***** The data *****

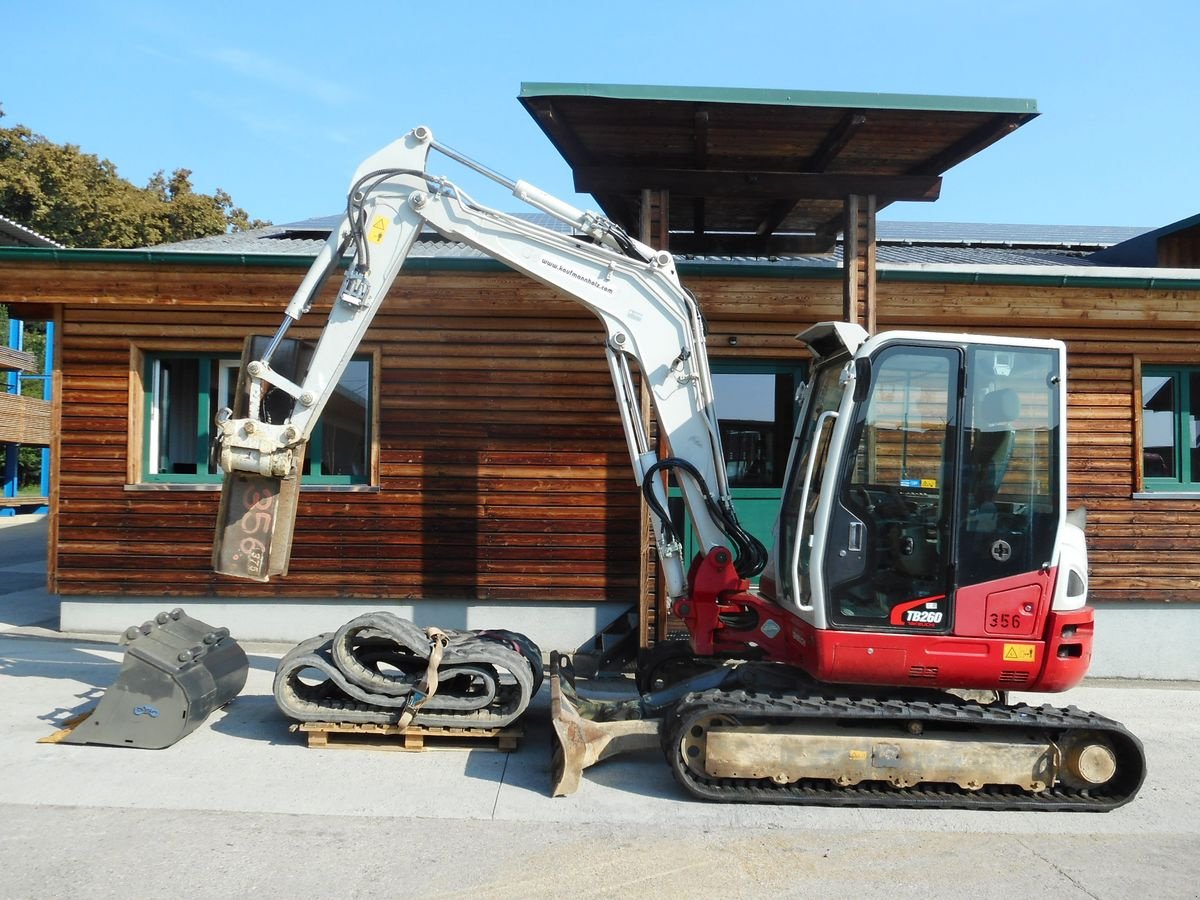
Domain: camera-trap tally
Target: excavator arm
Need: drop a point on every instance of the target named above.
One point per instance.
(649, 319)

*****
***** The data *****

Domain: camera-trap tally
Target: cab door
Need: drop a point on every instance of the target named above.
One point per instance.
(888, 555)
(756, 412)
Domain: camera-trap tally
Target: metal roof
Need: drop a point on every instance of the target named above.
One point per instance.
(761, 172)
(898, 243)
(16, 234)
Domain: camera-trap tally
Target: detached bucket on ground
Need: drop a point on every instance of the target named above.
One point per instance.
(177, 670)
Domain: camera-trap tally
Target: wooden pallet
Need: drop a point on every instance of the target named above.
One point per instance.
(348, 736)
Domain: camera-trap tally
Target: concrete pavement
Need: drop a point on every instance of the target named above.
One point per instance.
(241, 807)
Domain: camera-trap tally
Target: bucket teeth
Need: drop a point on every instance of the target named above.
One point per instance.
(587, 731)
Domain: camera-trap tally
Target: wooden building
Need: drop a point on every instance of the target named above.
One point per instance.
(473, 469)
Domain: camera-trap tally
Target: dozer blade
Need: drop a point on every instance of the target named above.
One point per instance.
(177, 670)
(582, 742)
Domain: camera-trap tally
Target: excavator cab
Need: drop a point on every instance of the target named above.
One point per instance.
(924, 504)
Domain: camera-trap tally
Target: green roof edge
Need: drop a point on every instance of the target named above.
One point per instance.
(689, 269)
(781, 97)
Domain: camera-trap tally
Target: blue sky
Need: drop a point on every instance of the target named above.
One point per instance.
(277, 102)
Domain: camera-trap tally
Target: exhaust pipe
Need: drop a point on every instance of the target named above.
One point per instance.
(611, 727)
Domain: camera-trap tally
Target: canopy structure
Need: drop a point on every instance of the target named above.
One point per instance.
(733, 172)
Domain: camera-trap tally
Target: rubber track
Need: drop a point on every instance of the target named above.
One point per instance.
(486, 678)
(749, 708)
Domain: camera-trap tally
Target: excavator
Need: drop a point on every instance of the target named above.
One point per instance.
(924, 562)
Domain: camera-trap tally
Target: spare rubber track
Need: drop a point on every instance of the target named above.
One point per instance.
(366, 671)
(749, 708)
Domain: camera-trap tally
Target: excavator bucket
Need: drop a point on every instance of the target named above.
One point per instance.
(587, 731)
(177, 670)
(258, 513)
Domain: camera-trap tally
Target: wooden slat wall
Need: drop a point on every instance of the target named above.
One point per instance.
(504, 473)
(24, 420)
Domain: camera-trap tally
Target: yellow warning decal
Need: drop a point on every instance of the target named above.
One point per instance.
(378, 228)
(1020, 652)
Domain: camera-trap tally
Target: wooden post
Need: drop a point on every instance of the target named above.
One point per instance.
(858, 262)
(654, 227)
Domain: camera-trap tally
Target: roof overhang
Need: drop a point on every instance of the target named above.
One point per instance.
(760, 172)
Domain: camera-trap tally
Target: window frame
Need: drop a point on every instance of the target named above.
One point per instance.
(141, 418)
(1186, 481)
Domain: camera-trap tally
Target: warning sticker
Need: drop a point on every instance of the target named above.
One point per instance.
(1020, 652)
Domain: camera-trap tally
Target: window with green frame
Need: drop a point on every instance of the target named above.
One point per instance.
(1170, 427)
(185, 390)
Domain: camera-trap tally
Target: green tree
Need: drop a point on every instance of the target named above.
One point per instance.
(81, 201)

*****

Return every line of the rows above that contains the string "warning". Case counts.

Problem solution
Target: yellow warning decal
Target: warning sticker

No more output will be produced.